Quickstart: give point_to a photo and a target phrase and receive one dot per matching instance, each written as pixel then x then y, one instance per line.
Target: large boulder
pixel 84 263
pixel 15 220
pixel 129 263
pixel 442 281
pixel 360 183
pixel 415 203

▶ [What is asked] Please recast the lines above as a JSON list of strings, one string per line, leaving out any blank lines.

▶ [The reply]
[
  "Quickstart: give point_to a photo and a target phrase and receive one dot per matching instance, each written as pixel then x then y, one instance per line.",
  "Target: large boulder",
  "pixel 84 263",
  "pixel 15 220",
  "pixel 129 263",
  "pixel 442 281",
  "pixel 360 183",
  "pixel 415 203"
]